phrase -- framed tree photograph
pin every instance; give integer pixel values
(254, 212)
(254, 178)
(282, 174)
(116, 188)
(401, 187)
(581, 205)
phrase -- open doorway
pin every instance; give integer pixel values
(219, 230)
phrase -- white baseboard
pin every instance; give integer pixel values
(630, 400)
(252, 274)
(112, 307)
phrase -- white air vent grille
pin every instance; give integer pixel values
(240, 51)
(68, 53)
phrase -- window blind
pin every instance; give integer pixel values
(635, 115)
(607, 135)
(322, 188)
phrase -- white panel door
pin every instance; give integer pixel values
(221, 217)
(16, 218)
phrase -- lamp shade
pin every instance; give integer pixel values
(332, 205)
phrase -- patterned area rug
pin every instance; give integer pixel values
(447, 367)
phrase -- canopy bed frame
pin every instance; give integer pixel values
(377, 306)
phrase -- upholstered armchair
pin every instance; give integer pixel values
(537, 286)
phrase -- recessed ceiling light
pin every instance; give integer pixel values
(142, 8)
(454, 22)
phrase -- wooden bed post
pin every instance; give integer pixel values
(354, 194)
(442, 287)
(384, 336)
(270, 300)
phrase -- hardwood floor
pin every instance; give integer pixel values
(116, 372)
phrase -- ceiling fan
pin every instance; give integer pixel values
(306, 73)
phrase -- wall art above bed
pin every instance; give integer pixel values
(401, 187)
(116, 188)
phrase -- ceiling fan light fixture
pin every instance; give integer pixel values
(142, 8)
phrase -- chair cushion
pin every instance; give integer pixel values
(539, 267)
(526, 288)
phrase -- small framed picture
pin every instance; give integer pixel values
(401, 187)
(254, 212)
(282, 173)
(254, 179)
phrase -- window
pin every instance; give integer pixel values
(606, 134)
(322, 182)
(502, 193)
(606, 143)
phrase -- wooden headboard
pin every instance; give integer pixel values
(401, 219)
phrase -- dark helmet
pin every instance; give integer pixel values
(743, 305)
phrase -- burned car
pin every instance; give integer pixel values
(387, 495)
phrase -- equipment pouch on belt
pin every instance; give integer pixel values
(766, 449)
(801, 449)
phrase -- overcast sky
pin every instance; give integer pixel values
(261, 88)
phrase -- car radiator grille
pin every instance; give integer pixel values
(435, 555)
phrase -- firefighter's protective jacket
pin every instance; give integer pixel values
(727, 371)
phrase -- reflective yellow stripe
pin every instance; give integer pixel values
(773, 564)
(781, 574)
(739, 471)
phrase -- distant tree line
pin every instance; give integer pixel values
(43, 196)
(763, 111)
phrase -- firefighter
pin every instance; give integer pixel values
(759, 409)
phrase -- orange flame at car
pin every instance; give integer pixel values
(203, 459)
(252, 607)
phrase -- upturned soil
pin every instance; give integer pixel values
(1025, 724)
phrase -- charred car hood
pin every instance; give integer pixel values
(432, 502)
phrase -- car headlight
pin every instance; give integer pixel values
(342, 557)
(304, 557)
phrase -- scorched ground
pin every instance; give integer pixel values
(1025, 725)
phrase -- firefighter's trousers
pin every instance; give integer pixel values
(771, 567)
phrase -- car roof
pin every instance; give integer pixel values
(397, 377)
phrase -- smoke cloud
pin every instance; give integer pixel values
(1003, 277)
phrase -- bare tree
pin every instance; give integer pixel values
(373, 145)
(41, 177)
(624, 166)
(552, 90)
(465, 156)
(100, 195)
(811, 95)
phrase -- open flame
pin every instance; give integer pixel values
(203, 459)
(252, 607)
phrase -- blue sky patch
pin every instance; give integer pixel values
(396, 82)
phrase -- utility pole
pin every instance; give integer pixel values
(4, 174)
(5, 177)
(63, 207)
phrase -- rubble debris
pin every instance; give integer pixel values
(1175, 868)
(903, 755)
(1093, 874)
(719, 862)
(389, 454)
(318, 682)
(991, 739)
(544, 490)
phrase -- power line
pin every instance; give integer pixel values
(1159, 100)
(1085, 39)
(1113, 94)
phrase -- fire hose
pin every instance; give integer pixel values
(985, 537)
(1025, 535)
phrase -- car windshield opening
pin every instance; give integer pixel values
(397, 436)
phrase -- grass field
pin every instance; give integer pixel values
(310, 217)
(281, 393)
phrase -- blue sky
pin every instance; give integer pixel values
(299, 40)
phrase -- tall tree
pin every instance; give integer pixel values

------------------------------

**AIM OF THE TASK**. Return everything from the line containing "phrase -- tall tree" down to the last line of the material above, copied word for word.

**COMPLETED EXERCISE**.
phrase -- tall tree
pin every instance; give integer pixel values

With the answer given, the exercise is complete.